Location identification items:
+ + + + +
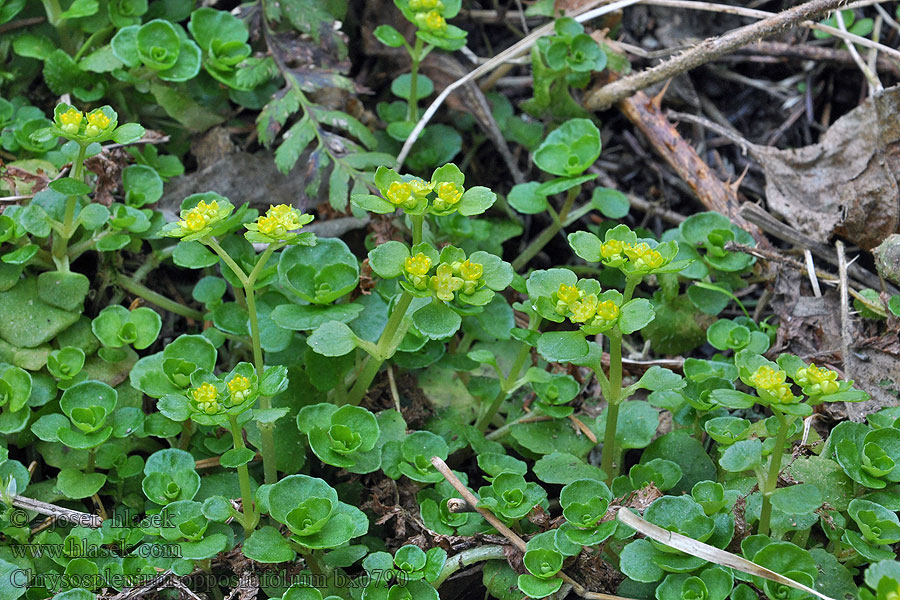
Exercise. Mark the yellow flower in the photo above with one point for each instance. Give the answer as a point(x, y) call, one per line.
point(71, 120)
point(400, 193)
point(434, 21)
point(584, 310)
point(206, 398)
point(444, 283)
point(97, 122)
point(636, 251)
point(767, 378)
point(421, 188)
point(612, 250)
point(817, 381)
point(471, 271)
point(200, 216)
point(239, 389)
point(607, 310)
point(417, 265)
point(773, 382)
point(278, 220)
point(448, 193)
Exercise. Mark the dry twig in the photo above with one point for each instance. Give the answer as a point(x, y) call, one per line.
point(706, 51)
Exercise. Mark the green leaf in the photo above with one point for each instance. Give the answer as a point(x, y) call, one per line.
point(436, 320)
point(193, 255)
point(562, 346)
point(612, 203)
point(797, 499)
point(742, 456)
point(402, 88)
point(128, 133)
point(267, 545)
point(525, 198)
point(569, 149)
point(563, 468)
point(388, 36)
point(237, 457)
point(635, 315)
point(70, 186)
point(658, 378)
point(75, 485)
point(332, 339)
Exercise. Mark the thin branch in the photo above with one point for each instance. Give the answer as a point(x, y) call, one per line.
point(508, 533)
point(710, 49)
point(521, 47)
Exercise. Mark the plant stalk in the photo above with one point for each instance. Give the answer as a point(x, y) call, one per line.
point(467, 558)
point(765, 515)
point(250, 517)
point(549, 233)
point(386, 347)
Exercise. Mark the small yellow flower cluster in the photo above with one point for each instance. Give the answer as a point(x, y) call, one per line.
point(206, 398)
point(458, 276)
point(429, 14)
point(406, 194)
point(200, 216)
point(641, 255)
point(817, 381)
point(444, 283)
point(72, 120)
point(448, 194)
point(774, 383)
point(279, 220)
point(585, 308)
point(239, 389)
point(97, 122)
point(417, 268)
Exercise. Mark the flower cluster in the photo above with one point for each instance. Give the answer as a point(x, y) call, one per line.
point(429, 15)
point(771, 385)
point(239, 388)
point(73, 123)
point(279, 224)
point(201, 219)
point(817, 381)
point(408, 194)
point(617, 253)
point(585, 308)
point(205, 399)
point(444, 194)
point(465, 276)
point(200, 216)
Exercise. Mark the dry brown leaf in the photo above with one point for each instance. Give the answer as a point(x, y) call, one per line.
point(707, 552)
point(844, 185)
+ + + + +
WRITTEN TASK: Exclude the pictures, and transcribe all of the material exactly.

FULL OUTPUT:
Exercise. Mark the yellow flower in the photo above with one point for each instance. Give the answer as a point(x, y) call, one per line.
point(71, 120)
point(400, 193)
point(434, 21)
point(584, 310)
point(206, 398)
point(444, 283)
point(97, 122)
point(636, 251)
point(767, 378)
point(421, 188)
point(612, 250)
point(817, 381)
point(471, 271)
point(200, 216)
point(239, 389)
point(607, 310)
point(417, 265)
point(773, 382)
point(278, 220)
point(448, 193)
Exercise. Mark the dry twig in the photo above with one point for each instance. Give the answer as a point(x, y) call, one per line.
point(706, 51)
Exercise. Mark the green leaf in the photo above with one point for each instance. Give the answer as a point(x, y) call, one per line.
point(436, 320)
point(193, 255)
point(562, 346)
point(612, 203)
point(797, 499)
point(742, 456)
point(402, 88)
point(128, 133)
point(267, 545)
point(525, 198)
point(569, 149)
point(563, 468)
point(388, 36)
point(237, 457)
point(635, 315)
point(70, 186)
point(658, 378)
point(75, 485)
point(332, 339)
Exercise. Mark the thin branch in the photo above with one point for each instance. Give the answer as a point(x, y) call, one per line.
point(508, 533)
point(710, 49)
point(521, 47)
Exercise. Mark the plant stalk in the photo above with one point for each instance. Give the answer as a point(x, y) call, one per line.
point(467, 558)
point(765, 515)
point(250, 517)
point(549, 233)
point(386, 347)
Exercise. Mark the small yellow flower cluster in the photo above with one point for each instance. Give the answer as a point(x, y) call, one per line.
point(206, 398)
point(458, 276)
point(429, 14)
point(406, 194)
point(200, 216)
point(641, 255)
point(817, 381)
point(444, 283)
point(72, 120)
point(448, 194)
point(774, 383)
point(279, 220)
point(585, 308)
point(239, 389)
point(97, 122)
point(417, 268)
Exercise. Mark the flower cluster in the photo above with one point for each instance. Give the answer as a point(x, y) call, one per line.
point(429, 15)
point(771, 385)
point(239, 388)
point(73, 123)
point(279, 224)
point(201, 219)
point(817, 381)
point(408, 194)
point(617, 253)
point(585, 308)
point(205, 399)
point(444, 194)
point(465, 276)
point(200, 216)
Exercise. Mark the dry brown leaf in the photo above with one point for each instance. Give the answer as a point(x, y) call, one per line.
point(707, 552)
point(844, 185)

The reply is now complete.